• Records for the exercise:

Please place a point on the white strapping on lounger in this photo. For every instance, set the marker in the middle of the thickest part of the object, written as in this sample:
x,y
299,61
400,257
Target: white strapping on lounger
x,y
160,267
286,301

• Given exercise: Rewrite the rows with every "lounger" changed to "sun lounger", keeping everything else the same.

• Task output:
Please place a point on the white strapping on sun lounger in this photo. For every instance, set the marker in the middle of the thickest part of the object, written as in this sample:
x,y
299,61
400,257
Target: white strapping on sun lounger
x,y
160,267
286,301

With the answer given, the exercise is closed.